### Work instruction A
Reproduce the stretch of the multinomial experiment passage from "The procedure demonstrated" through "experiment is performed.".
### Work instruction B
In the passage on multinomial experiments, what does $n_i$ denote?
### Work instruction C
Extend the passage on multinomial experiments, picking up after its last sentence.

### Extracted text
════════════════

The procedure demonstrated in the previous section can be easily extended to handle more than two distributions. Suppose that the focus of interest is a certain multinomial experiment that results in $k$ distinct outcomes. Suppose that the experiment is performed $r$ times with the samples drawn from different populations. The $r$ iterations of the experiment are independent. Note the following quantities.

$p_{i,j}$ is the probability that the outcome in the $i$th experiment falls into the $j$th cell where $i=1,2,\cdots,r$ and $j=1,2,\cdots,k$.

$n_i$ is the number of times the $i$th experiment is performed.

$Y_{i,j}$ is the number of trials in the $i$th experiment whose outcomes fall into cell $j$ where $i=1,2,\cdots,r$ and $j=1,2,\cdots,k$.

════════════════

Collected data
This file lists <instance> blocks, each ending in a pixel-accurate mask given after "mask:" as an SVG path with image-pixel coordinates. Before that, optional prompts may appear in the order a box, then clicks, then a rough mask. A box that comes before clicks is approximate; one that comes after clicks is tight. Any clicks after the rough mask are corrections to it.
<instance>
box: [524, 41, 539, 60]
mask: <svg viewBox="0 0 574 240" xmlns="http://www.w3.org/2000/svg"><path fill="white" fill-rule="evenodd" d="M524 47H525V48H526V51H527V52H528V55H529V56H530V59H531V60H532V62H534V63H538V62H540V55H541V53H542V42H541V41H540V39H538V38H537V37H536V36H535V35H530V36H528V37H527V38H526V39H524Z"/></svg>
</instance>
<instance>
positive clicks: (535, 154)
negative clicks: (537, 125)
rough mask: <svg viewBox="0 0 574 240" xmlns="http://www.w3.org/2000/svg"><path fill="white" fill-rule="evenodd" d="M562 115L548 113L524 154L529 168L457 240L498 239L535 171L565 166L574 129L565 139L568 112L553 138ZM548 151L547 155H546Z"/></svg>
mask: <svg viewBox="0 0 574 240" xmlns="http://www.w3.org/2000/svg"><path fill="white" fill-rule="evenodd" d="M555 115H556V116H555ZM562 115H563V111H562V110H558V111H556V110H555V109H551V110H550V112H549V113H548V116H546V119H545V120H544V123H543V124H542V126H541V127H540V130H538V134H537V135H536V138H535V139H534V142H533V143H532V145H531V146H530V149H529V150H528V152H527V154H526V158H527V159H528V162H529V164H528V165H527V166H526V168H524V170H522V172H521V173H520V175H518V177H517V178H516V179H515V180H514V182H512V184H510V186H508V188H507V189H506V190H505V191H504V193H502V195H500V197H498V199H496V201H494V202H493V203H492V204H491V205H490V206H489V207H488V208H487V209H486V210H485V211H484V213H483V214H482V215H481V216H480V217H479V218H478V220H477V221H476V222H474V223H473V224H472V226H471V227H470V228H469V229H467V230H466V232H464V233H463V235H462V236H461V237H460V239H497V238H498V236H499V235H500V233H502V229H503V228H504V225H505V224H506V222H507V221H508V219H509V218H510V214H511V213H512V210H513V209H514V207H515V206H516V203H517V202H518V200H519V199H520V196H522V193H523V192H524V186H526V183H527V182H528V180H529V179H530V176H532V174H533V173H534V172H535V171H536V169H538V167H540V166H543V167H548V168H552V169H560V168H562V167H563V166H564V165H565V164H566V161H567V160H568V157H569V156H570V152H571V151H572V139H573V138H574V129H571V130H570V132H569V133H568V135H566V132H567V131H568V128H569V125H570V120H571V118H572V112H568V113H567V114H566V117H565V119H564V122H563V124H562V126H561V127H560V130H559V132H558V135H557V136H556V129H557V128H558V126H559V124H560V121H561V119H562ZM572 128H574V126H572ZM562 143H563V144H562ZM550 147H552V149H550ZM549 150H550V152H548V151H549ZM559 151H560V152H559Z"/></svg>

════════════════

### Task response A
The procedure demonstrated in the previous section can be easily extended to handle more than two distributions. Suppose that the focus of interest is a certain multinomial experiment that results in $k$ distinct outcomes. Suppose that the experiment is performed $r$ times with the samples drawn from different populations. The $r$ iterations of the experiment are independent. Note the following quantities.

$p_{i,j}$ is the probability that the outcome in the $i$th experiment falls into the $j$th cell where $i=1,2,\cdots,r$ and $j=1,2,\cdots,k$.

$n_i$ is the number of times the $i$th experiment is performed.

### Task response B
The number of times the $i$th experiment is performed.

### Task response C
With these in mind, consider the following chi-squared statistics

$\displaystyle \sum \limits_{j=1}^k \frac{(Y_{i,j}-n_i \ p_{i,j})^2}{n_i \ p_{i,j}}$

where $j=1,2,\cdots,k$. Each of the above $k$ statistic has an approximate chi-squared distribution with $k-1$ degrees of freedom. Since the experiments are independent, the sum of all these chi-squared statistics

$\displaystyle \sum \limits_{i=1}^r \sum \limits_{j=1}^k \frac{(Y_{i,j}-n_i \ p_{i,j})^2}{n_i \ p_{i,j}}$

has an approximate chi-squared distribution with df = $r(k-1)$. The null hypothesis is that the cell probabilities are the same across all populations. The following is the formal statement.

$H_0: p_{1,j}=p_{2,j}=p_{3,j}=\cdots =p_{r,j}$

where $j=1,2,\cdots,k$. The unknown cell probabilities are to be estimated using sample data as follows:

$\displaystyle \hat{p}_j=\frac{Y_{1,j}+Y_{2,j}+\cdots+Y_{r,j}}{n_1+n_2+\cdots+n_r}$

where $j=1,2,\cdots,k$. The reasoning behind $\hat{p}_j$ is that if $H_0$ is true, then the $r$ iterations of the experiment is just one large combined experiment. Then $Y_{1,j}+Y_{2,j}+\cdots+Y_{r,j}$ is simply the number of observations that fall into cell $j$ when $H_0$ is assumed to be true. Thus $\hat{p}_j$ is an estimate of the cell probabilities $p_{1,j}=p_{2,j}=p_{3,j}=\cdots =p_{r,j}$ for $j=1,2,\cdots,k-1$.

The next step is to replace the cell probabilities by the estimates $\hat{p}_j$ to obtain the following chi-squared statistic.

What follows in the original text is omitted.